══ Documento di origine

E fu tanta sopra ciò la loro emulazione, che ciascuno guardava l'altro perchè non si valesse della sua insegna per tirar a se la gente, ovvero s'ingegnasse d'introdurne un'altra simile a quella: e sovente vennero a contrasti, e ad istituirne liti in Roma, insino se un Francescano tentava all'immagine di nostra Signora farvi dal dipintore aggiungerci un Rosario denotante nuova istituzione, sicchè per quella si scemasse il concorso a' Domenicani, e s'accrescesse agli emoli Francescani. Frat'Ambrogio Salvio da Bagnuolo dell'Ordine de' Predicatori famoso Oratore e poi Vescovo di Nardò, cotanto per le sue prediche grato all'Imperador Carlo V ed al Pontefice Pio V, ed a cui i Napoletani eressero una statua di marmo nella Chiesa dello Spirito Santo, che fu zio del Dottor Alessandro Salvio, celebre ancor egli per lettere e per lo famoso trattato, che compilò del Giuoco degli Scacchi; perchè il rosariare fosse solo de' Domenicani, e non potessero altri arrogarsi tal facoltà, ebbe nell'anno 1569 ricorso al Pontefice Pio V da cui ottenne Bolla250, per la quale fu interdetto e vietato a tutti gli altri d'ergere Cappelle e Confraterie del Rosario; e che tal facoltà fosse solamente del Generale dell'Ordine di S. Domenico, o suoi Deputati, concedendola ancora per ispezial favore al medesimo Frat'Ambrogio.
Per l'occasione di queste particolari divozioni per maggiormente infiammar i devoti, s'inventavano molti finti miracoli, ed oltre di predicargli a voce, se ne compilavano libri, tantochè, siccome avvertì Bacon di Verulamio251 per questa parte resero l'istoria ecclesiastica così impura, che vi bisogna ora molta critica, e gran travaglio per separare i finti miracoli dalli veri. Cotali furono i principj di questi nuovi acquisti in questo decimoterzo secolo, i quali ricevettero molto maggiore augumento per tutto il tempo, che fra noi regnarono gli Angioini, gli avvenimenti de' quali bisognerà riportare ne' seguenti libri di quest'Istoria.
FINE DEL LIBRO DECIMONONO
LIBRO VENTESIMO
I Franzesi al tempo della declinazione dell'Imperio romano abitarono quel paese volto al Settentrione che tra la Baviera e la Sassonia, si distende lungo le rive del Reno, e che sino al presente Franconia dal nome di questa Nazione vien nominato. Indebolito l'Imperio, e cessato lo spavento della potenza romana, invitati dall'esempio degli altri Popoli vicini, deliberarono colla forza dell'armi procacciarsi più comodo vivere, e più larga e fertile abitazione; ed avendo eletto in loro Re Faramondo, uno de' figliuoli di Marcomiro, sotto la di lui condotta, passato il Reno, si volsero alla conquista delle Gallie intorno l'anno 419 lasciando il dominio della Franconia al vecchio Principe Marcomiro. Clodione figliuolo di Faramondo distese le conquiste, e cominciò a signoreggiar quella parte delle Gallie, che più propinqua alle rive del Reno, Belgica vien nomata. Successe a costui Meroveo, non si sa di certo, se fratello, o se figliuolo di lui, ma prossimo al sicuro e congiunto di sangue, il quale con valorosi progressi, dilatandosi nelle parti della Gallia Celtica propagò l'imperio de' suoi Franzesi sino alla città di Parigi, e giudicando aver acquistato tanto, che bastasse a mantenere i suoi Popoli, ed a formare un giusto, e moderato governo fermò il corso delle sue conquiste, e rivoltato l'animo a' pensieri di pace, abbracciò ambedue le Nazioni sotto al medesimo nome, e con leggi moderate e con pacifico governo, fondò e stabilì nel possesso delle Gallie il Regno de' Franzesi.

════
══ Righe estratte

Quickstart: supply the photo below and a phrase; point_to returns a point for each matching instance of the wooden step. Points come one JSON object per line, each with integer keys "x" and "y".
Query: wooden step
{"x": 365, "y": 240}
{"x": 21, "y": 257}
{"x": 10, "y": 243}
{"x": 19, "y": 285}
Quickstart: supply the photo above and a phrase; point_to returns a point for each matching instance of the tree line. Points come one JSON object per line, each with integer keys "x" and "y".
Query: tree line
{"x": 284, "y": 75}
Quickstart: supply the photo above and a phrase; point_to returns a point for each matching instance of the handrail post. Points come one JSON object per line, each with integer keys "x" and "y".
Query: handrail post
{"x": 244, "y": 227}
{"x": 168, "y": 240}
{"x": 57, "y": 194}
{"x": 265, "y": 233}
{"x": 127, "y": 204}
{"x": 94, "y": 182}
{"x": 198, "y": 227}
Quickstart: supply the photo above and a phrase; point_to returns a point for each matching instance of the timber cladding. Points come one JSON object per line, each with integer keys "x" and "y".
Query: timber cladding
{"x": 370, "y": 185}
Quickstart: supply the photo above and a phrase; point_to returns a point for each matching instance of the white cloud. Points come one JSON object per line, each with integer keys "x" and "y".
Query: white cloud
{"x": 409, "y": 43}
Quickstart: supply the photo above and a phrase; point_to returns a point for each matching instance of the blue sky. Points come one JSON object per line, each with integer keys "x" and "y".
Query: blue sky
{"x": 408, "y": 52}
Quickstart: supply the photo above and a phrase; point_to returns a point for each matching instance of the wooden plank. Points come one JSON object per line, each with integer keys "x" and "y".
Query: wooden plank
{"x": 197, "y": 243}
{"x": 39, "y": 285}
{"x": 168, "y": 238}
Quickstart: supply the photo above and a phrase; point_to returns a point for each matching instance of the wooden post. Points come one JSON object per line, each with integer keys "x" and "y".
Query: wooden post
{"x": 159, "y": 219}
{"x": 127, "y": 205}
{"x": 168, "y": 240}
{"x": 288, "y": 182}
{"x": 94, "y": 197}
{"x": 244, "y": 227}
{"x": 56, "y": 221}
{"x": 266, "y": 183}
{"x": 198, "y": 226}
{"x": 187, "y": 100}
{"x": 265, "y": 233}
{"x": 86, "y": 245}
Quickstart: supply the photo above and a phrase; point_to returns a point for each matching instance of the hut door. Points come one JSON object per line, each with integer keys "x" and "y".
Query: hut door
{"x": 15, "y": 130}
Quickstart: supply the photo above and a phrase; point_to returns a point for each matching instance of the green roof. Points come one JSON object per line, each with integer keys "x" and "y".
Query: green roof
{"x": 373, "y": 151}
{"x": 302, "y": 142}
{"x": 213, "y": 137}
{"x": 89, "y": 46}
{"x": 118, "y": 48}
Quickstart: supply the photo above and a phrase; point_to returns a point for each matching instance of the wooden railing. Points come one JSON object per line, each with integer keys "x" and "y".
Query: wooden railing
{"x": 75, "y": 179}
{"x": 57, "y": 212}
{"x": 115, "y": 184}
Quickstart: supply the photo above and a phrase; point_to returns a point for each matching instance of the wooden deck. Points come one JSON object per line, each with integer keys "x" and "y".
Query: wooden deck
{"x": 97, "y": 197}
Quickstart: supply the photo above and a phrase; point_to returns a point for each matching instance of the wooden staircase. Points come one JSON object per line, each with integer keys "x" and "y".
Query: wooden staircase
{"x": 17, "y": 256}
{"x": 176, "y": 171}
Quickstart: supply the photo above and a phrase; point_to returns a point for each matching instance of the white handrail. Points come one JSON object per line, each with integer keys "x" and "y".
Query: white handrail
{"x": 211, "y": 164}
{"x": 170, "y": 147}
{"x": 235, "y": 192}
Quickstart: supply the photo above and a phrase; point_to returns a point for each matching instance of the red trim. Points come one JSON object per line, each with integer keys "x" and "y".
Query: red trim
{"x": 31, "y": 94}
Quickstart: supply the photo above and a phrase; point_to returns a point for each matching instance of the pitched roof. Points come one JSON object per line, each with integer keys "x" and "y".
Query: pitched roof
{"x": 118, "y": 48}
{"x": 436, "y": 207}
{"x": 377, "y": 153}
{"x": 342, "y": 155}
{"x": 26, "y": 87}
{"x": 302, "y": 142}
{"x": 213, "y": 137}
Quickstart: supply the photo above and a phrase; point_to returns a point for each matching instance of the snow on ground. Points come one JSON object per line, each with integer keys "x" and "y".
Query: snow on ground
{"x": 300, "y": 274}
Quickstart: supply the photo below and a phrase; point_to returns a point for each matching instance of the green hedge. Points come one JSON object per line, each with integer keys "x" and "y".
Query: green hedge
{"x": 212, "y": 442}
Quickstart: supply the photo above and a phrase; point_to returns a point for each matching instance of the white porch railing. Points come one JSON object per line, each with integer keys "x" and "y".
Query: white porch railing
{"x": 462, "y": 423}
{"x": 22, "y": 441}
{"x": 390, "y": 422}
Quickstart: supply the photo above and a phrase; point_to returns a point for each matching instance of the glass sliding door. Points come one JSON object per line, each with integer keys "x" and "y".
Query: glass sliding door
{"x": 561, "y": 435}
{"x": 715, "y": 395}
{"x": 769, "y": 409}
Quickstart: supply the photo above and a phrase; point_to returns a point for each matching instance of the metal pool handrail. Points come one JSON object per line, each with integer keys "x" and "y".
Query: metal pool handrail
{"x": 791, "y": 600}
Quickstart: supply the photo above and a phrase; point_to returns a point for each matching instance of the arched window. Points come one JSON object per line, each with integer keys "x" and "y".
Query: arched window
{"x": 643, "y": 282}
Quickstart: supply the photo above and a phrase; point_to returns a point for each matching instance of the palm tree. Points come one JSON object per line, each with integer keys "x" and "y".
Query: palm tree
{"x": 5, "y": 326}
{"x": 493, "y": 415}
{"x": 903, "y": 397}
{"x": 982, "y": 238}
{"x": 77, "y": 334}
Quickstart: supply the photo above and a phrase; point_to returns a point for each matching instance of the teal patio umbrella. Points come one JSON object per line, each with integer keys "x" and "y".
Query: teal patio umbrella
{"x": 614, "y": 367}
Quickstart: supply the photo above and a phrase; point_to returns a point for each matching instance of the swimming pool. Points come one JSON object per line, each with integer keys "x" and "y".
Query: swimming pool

════

## Parti dell'esercizio
1. Ricopia un passo del documento di origine, partendo dalle parole "Per l'occasione di" e fermandoti dopo "libri di quest'Istoria.".
2. Traduci in inglese questa frase del documento di origine: «Clodione figliuolo di Faramondo distese le conquiste, e cominciò a signoreggiar quella parte delle Gallie, che più propinqua alle rive del Reno, Belgica vien nomata.»
3. Indica se ciascuna affermazione concorda con il documento di origine, rispondendo sì o no e citando le parole decisive del testo: (a) i Franzesi elessero come re Faramondo, figlio di Marcomiro; (b) il documento afferma con certezza che Meroveo era figlio di Clodione; (c) Meroveo estese il dominio dei Franzesi fino a Parigi.

## Risposte
1.
Per l'occasione di queste particolari divozioni per maggiormente infiammar i devoti, s'inventavano molti finti miracoli, ed oltre di predicargli a voce, se ne compilavano libri, tantochè, siccome avvertì Bacon di Verulamio251 per questa parte resero l'istoria ecclesiastica così impura, che vi bisogna ora molta critica, e gran travaglio per separare i finti miracoli dalli veri. Cotali furono i principj di questi nuovi acquisti in questo decimoterzo secolo, i quali ricevettero molto maggiore augumento per tutto il tempo, che fra noi regnarono gli Angioini, gli avvenimenti de' quali bisognerà riportare ne' seguenti libri di quest'Istoria.

2. Chlodio, son of Pharamond, extended the conquests and began to rule over that part of Gaul which, lying nearest the banks of the Rhine, is called Belgica.

3.
(a) Sì: «avendo eletto in loro Re Faramondo, uno de' figliuoli di Marcomiro».
(b) No: «non si sa di certo, se fratello, o se figliuolo di lui».
(c) Sì: «propagò l'imperio de' suoi Franzesi sino alla città di Parigi».